L’augmentation du tarif électrique et les risques de coupures d’alimentation menacent les systèmes aquaponiques. Concevoir des systèmes domestiques avec une unique pompe à air est une piste à explorer. Et si possible en utilisant une pompe à air avec batterie de secours intégrée, procurant une autonomie de plusieurs heures. Voici un retour sur la réalisation d’un module aquaponique on ne peut plus simple. Ce système permet l’élevage des salmonidés, avec une production de légumes associée. Il est aisé à construire, bon marché, simple à comprendre, économe en énergie, protégé des coupures électriques, stable thermiquement et nécessitant très peu d’entretien.

- [Extraits des lignes]
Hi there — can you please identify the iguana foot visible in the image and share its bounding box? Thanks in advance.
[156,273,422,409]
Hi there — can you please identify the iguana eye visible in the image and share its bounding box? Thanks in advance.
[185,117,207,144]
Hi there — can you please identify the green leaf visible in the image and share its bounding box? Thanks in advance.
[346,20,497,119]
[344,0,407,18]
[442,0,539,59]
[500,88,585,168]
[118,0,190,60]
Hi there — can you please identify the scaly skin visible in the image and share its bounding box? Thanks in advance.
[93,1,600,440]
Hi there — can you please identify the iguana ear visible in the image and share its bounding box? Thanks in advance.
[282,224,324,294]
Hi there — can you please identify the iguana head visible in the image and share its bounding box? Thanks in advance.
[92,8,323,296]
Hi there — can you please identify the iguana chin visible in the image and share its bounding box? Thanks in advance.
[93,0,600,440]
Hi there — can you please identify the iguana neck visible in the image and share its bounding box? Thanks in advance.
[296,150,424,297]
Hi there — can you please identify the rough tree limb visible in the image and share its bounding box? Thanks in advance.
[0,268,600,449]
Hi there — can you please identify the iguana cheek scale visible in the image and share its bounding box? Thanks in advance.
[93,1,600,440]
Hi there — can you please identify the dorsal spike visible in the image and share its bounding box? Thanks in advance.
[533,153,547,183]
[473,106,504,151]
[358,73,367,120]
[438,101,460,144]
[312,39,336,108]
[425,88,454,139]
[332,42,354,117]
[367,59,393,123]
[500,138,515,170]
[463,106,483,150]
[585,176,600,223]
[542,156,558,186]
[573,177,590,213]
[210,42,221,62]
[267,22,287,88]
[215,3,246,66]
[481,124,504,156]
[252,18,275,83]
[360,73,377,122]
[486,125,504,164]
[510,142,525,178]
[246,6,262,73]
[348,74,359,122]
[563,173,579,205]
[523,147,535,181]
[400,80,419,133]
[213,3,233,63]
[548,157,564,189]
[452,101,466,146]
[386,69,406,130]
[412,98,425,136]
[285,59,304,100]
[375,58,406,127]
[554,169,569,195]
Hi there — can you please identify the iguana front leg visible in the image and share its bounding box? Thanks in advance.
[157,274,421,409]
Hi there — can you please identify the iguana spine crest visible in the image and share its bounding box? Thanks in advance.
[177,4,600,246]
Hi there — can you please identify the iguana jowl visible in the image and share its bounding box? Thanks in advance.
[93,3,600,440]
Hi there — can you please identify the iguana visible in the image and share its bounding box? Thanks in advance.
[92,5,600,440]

- [Travail à faire] Recopiez mot pour mot l’intégralité du texte sur le module aquaponique.

- [Résultat de la tâche]
L’augmentation du tarif électrique et les risques de coupures d’alimentation menacent les systèmes aquaponiques. Concevoir des systèmes domestiques avec une unique pompe à air est une piste à explorer. Et si possible en utilisant une pompe à air avec batterie de secours intégrée, procurant une autonomie de plusieurs heures. Voici un retour sur la réalisation d’un module aquaponique on ne peut plus simple. Ce système permet l’élevage des salmonidés, avec une production de légumes associée. Il est aisé à construire, bon marché, simple à comprendre, économe en énergie, protégé des coupures électriques, stable thermiquement et nécessitant très peu d’entretien.